--- START OF EXTRACTED TEXT ---

HOUSE BILL REPORT
This analysis was prepared by non-partisan legislative staff for the use of legislative members in their deliberations. This analysis is not a part of the legislation nor does it constitute a statement of legislative intent.
As Passed Legislature
Title: An act relating to subjecting federally recognized Indian tribes to the same conditions as state and local governments for property owned exclusively by the tribe.
Brief Description: Subjecting federally recognized Indian tribes to the same conditions as state and local governments for property owned exclusively by the tribe.
Sponsors: House Committee on Community Development, Housing & Tribal Affairs (originally sponsored by Representatives Appleton, Dahlquist, Hurst, McCoy, Ryu, Santos and Pollet).
Community Development, Housing & Tribal Affairs: 1/30/13, 2/5/13, 2/6/13, 2/13/13 [DP], 1/16/14, 1/23/14 [DPS].
Finance: 2/27/13, 2/28/13 [DP], 1/30/14, 2/4/14 [DPS(CDHT)].
Passed House: 4/18/13, 64-29.
Passed Senate: 4/28/13, 29-15.
Passed House: 2/14/14, 63-34.
Passed Senate: 3/7/14, 37-12.
Passed House: 3/11/14, 61-37.

--- END OF EXTRACTED TEXT ---
--- START OF GIVEN RECORDS ---

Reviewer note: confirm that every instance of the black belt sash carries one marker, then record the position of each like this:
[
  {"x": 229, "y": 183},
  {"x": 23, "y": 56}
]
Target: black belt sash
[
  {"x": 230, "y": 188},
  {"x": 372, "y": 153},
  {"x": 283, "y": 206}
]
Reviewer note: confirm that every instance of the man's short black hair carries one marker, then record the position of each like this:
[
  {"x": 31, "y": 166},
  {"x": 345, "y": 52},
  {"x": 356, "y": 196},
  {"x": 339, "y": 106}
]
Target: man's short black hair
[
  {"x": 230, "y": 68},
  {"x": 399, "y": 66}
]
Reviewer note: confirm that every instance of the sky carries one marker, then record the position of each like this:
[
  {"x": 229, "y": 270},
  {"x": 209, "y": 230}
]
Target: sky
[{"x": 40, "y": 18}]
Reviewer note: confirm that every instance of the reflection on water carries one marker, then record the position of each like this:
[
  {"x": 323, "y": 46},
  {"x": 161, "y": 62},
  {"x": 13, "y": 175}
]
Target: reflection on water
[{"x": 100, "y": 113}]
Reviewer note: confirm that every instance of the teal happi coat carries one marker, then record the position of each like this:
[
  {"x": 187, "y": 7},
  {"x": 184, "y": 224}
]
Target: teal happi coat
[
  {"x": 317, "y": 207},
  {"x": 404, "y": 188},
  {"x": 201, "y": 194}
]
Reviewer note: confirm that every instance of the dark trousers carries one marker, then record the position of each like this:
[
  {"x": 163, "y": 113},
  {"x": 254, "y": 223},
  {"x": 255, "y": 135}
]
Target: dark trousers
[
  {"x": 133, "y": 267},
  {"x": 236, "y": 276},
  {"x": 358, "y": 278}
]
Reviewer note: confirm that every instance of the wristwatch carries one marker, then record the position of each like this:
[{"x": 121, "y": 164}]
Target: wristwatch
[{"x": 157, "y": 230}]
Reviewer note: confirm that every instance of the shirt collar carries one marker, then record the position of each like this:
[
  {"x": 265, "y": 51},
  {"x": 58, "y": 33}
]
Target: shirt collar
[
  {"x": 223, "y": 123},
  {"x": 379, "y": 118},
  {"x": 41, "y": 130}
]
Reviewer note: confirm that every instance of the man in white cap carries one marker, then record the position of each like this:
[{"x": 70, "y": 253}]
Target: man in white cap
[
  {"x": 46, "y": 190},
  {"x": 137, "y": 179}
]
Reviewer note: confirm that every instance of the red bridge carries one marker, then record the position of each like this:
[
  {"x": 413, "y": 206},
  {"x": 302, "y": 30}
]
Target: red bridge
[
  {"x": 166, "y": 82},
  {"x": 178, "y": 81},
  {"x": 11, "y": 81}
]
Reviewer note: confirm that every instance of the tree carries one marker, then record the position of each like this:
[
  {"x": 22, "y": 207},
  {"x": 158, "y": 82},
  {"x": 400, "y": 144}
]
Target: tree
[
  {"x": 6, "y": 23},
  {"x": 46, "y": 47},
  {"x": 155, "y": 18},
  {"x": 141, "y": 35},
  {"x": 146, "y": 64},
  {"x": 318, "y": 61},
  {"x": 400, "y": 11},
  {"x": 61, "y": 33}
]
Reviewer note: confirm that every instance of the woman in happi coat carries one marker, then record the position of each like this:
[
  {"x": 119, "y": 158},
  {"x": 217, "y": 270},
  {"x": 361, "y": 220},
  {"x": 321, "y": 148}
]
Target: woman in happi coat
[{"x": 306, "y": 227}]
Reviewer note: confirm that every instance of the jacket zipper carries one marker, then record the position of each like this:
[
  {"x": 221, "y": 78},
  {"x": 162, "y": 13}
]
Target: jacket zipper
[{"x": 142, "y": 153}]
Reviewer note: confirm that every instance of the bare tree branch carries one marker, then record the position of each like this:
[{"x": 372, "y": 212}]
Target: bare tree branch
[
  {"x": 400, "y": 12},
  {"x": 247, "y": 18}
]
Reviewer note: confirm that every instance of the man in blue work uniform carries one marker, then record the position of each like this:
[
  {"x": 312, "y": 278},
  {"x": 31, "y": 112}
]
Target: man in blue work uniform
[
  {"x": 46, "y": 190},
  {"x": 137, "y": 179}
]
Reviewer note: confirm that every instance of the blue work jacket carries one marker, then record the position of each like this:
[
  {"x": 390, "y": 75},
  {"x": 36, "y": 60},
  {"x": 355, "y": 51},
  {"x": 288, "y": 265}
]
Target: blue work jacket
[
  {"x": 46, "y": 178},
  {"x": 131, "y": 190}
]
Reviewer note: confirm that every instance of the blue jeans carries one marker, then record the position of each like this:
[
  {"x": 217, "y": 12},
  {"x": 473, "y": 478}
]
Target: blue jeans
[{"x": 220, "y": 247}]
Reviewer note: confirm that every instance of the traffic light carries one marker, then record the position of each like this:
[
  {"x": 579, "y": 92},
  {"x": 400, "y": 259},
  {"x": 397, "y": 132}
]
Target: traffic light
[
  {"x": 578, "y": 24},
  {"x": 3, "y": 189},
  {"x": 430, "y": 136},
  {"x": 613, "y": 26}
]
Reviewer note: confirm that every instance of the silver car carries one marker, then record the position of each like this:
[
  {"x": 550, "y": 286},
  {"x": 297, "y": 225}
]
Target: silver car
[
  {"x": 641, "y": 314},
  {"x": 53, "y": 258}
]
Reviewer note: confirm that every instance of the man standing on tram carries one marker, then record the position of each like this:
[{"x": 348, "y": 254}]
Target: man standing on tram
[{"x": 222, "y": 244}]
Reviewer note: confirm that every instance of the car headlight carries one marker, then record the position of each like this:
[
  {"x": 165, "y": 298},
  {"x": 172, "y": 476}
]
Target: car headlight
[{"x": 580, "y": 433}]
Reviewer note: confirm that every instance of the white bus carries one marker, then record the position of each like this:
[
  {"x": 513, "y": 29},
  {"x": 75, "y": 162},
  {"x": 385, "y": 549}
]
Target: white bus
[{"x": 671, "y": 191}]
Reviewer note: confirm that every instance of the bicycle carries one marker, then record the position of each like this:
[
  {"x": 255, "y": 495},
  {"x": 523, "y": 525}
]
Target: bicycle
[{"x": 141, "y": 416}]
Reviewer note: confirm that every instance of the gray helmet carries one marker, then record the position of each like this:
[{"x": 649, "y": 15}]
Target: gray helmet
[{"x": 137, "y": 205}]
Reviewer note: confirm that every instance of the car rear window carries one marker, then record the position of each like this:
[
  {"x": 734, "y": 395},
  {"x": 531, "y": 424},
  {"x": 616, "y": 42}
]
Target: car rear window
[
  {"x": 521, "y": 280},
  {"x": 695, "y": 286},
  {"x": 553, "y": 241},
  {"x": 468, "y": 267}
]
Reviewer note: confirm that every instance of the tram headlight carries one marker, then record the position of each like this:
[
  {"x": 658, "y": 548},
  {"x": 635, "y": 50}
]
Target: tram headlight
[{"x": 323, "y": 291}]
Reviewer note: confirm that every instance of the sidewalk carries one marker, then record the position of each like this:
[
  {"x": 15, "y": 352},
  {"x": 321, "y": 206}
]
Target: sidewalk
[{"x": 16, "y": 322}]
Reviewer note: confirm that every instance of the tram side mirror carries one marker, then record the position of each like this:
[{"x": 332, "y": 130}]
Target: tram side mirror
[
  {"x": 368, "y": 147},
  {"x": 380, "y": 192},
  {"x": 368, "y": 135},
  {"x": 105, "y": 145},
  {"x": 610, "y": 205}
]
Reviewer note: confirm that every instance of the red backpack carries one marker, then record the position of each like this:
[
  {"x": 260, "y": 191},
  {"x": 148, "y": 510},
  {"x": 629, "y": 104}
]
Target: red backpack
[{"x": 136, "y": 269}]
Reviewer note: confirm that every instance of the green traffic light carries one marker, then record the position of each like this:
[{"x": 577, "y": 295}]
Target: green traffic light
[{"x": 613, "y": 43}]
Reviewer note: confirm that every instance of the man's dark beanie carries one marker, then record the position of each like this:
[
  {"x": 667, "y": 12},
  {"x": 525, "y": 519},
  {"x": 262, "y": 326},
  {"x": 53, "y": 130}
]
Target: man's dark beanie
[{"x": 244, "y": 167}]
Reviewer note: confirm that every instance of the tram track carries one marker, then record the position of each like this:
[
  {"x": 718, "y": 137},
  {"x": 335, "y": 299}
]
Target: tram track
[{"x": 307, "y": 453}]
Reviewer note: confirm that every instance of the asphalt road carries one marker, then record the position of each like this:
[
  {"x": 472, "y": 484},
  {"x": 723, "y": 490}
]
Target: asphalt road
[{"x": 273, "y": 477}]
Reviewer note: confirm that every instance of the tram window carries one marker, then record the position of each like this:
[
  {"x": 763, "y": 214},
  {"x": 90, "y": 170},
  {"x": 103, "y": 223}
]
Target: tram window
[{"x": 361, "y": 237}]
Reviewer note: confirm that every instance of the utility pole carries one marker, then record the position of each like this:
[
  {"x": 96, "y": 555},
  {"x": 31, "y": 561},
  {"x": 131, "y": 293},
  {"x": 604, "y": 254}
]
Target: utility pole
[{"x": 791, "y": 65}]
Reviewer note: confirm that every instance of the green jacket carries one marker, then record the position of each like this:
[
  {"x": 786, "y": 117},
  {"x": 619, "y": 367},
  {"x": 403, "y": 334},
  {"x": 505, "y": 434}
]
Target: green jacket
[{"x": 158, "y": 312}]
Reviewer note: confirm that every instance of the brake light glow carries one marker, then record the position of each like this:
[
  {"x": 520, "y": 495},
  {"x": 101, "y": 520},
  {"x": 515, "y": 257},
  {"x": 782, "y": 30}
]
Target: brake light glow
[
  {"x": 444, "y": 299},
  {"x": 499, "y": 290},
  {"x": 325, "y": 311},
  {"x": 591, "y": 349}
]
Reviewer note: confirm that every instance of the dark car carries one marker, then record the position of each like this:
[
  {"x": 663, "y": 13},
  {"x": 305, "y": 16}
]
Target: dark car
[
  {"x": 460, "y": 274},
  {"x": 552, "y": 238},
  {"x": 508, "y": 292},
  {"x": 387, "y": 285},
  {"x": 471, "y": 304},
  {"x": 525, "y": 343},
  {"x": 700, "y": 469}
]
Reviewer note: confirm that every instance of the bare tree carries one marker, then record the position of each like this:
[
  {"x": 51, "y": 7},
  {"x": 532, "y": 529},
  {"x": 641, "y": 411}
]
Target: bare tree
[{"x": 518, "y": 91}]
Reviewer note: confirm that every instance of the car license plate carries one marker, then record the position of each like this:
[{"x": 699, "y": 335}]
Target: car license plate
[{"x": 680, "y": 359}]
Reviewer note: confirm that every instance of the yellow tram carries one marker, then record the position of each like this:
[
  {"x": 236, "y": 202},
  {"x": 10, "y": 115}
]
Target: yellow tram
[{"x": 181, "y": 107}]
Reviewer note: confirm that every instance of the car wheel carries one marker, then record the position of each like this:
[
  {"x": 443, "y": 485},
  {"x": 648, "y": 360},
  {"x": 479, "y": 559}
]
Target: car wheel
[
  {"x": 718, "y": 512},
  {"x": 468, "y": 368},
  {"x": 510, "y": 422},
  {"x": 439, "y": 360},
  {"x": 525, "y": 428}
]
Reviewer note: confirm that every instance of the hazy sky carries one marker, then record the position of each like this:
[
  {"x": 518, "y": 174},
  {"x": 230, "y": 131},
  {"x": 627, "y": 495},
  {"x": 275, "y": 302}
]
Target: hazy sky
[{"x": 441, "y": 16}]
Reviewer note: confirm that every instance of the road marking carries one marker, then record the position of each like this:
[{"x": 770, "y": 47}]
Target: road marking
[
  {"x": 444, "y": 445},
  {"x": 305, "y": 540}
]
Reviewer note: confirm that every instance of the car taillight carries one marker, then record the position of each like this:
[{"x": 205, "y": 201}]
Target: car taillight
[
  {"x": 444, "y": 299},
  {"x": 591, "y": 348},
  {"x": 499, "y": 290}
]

--- END OF GIVEN RECORDS ---

WORK TO COMPLETE: Can you duplicate the passage of the bill report above that lies between "Sponsors: House Committee" and "1/16/14, 1/23/14 [DPS].", inclusive?

SOLUTION TO THIS EXERCISE:
Sponsors: House Committee on Community Development, Housing & Tribal Affairs (originally sponsored by Representatives Appleton, Dahlquist, Hurst, McCoy, Ryu, Santos and Pollet).
Community Development, Housing & Tribal Affairs: 1/30/13, 2/5/13, 2/6/13, 2/13/13 [DP], 1/16/14, 1/23/14 [DPS].